*** Opening SELECTED EXCERPT ***
Objectives: To evaluate the predictive ability of four clinical frailty indexes as regards one-year rapid cognitive decline (RCD - defined as the loss of at least 3 points on the MMSE score), and one-year institutional admission (IA) and mortality respectively; and to measure their agreement for identifying groups at risk of these severe outcomes.
Design: One-year follow-up and multicentre study of old patients participating in the SAFEs cohort study.
Setting: Nine university hospitals in France.
Participants: 1,306 patients aged 75 or older (mean age 85±6 years; 65% female) hospitalized in medical divisions through an Emergency department.
*** Closing SELECTED EXCERPT ***
*ABOUT THIS EXERCISE:* Summarize the frailty study abstract in two sentences.
*** Opening DATASET EXCERPT ***
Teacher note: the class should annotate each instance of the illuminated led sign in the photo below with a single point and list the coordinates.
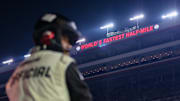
(119, 37)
*** Closing DATASET EXCERPT ***
*PROBLEM SOLUTION:* The study aimed to evaluate how well four clinical frailty indexes predict one-year rapid cognitive decline (a loss of at least 3 points on the MMSE score), institutional admission, and mortality, and to measure their agreement in identifying groups at risk of these outcomes. It was a one-year, multicenter follow-up of patients in the SAFEs cohort study at nine French university hospitals, involving 1,306 patients aged 75 or older who were hospitalized in medical divisions through an Emergency department.